== What you need to do ==
1 > In the Maui trip journal, where did the writer and Jennifer have dinner after diving?
2 > In the Maui trip journal, write out the part from "Maui 2008 - Day 5" to "on the beach." again, swapping "breakfast" for "brunch".
3 > Sum up the Maui trip journal in three sentences.
START Text passage
After diving, we headed back to the hotel. Later that night, we had dinner at the famous Hali'imaile General Store. The website describes the restaurant like this: "Hali'imaile General Store is consistently rated one of Maui's Best Restaurants having won Honolulu Magazines’ Hale ‘Aina Award for Top Maui Restaurant 8 of the last 9 years among many other awards." After eating our dinner, I agree, this was the best food we had on Maui. We shared two appetizers, the Sashimi Napoleon (layers of smoked salmon, ahi tartare, sashimi ahi and crispy won tons with wasabi vinaigrette) and Bev’s “Famous” Crab Pizza (handmade six-inch pizza crust with the “I’ll never tell” crab topping). The crab pizza was very delicious. I can see why she safeguards the recipe. For dinner, I had one of the signature dishes, the Hunan style rack of lamb. It was delicious. Jennifer had the special, the miso glazed furikake Monchong. She loved it. For desert, we shared the Lilikoi Brûlée and Almond Brittle Cup, a rich Lilikoi Brûlée served in an almond brittle cup over fresh berries in a raspberry coulis. Dinner was awesome and a great way to end the trip.

Jenn and Joe

By the way, this sign was funny:

Best sign ever

Maui 2008 - Day 6

On Friday (October 3, 2008), we went to the beach, visited Front Street in Lahaina (souvenir shops) and relaxed for rest of the day. Sounds boring, but that was the point.

Maui 2008 - Day 5

On Thursday (October 2, 2008) we had breakfast at The Plantation House Restaurant on the Kapalua Golf Course.



After breakfast, we went to snorkeling near the Black Rock at Kaanapali Beach. Kaanapali Beach is a 3 mile long stretch of white sand located on the western shore of Maui. The beach had a lot of people on it. Black Rock is a lava rock peninsula at the north end of the beach. Louis and I went snorkeling and the girls hung out on the beach.

Barracuda







As we headed back to shore, we came upon a sea turtle.





Snorkeling at Black Rock was fun and I highly recommend it. When we were done, we headed back to the hotel.
END Text passage
START Data shown
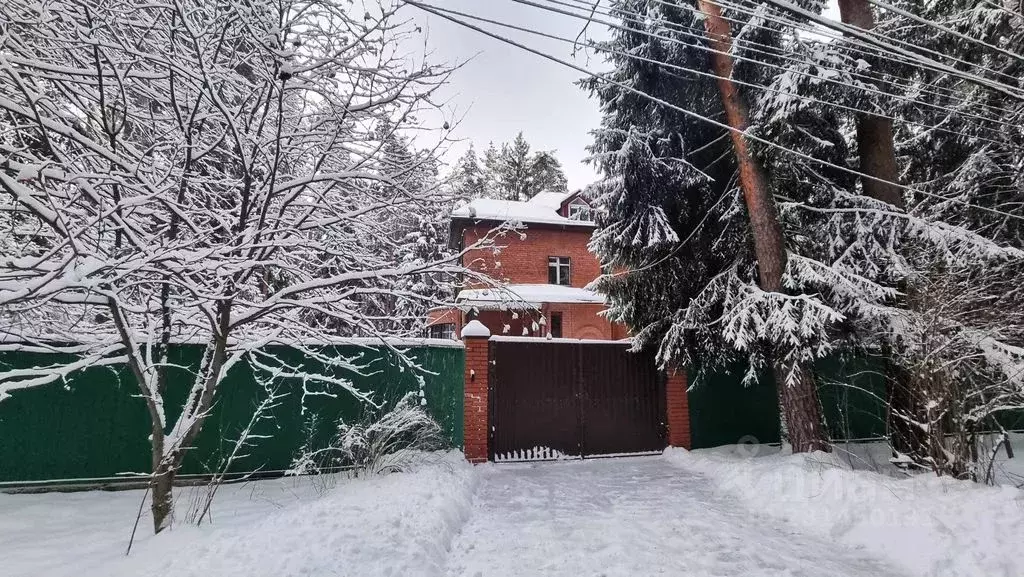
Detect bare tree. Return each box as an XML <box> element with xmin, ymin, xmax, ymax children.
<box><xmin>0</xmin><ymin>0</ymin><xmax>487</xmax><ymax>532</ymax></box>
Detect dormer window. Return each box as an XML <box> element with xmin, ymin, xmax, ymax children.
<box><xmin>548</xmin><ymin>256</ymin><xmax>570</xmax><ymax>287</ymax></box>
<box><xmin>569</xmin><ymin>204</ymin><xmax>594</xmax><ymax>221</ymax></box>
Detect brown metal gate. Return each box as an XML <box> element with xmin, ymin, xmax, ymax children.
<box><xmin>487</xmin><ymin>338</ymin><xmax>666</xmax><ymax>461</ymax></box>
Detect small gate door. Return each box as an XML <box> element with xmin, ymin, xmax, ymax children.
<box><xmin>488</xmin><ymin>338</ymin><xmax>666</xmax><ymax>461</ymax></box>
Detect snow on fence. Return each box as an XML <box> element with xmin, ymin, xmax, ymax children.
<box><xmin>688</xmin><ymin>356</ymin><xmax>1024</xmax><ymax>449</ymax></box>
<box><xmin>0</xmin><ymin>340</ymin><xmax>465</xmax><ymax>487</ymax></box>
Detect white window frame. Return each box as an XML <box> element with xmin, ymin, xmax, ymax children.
END Data shown
START Data shown
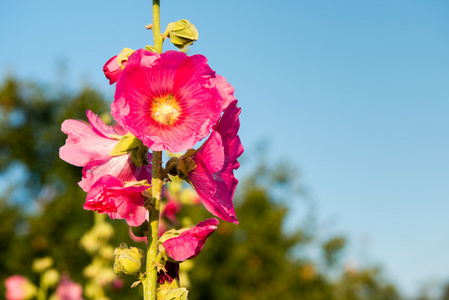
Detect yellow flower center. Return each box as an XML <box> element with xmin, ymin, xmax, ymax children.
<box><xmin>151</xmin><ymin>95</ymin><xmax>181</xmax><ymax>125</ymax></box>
END Data shown
START Data shown
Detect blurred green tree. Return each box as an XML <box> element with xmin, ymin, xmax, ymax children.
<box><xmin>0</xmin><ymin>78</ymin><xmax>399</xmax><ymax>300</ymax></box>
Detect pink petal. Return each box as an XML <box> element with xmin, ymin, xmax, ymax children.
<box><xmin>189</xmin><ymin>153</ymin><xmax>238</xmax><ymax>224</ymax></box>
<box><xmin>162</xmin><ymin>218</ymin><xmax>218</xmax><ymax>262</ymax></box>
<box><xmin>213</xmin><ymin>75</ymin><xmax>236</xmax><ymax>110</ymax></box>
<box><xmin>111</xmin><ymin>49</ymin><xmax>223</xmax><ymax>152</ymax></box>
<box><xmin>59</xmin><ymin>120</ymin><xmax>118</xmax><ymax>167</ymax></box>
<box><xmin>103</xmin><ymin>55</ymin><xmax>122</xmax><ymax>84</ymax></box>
END Data shown
== Answers in order ==
1 > At the Hali'imaile General Store.

2 >
Maui 2008 - Day 5

On Thursday (October 2, 2008) we had brunch at The Plantation House Restaurant on the Kapalua Golf Course.



After brunch, we went to snorkeling near the Black Rock at Kaanapali Beach. Kaanapali Beach is a 3 mile long stretch of white sand located on the western shore of Maui. The beach had a lot of people on it. Black Rock is a lava rock peninsula at the north end of the beach. Louis and I went snorkeling and the girls hung out on the beach.

3 > On Day 5, the writer had breakfast at The Plantation House Restaurant, then went snorkeling with Louis near the Black Rock at Kaanapali Beach and came upon a sea turtle on the way back to shore. On Day 6, they went to the beach, visited Front Street in Lahaina and relaxed for the rest of the day. After diving, they had dinner at the Hali'imaile General Store, which the writer calls the best food they had on Maui and a great way to end the trip.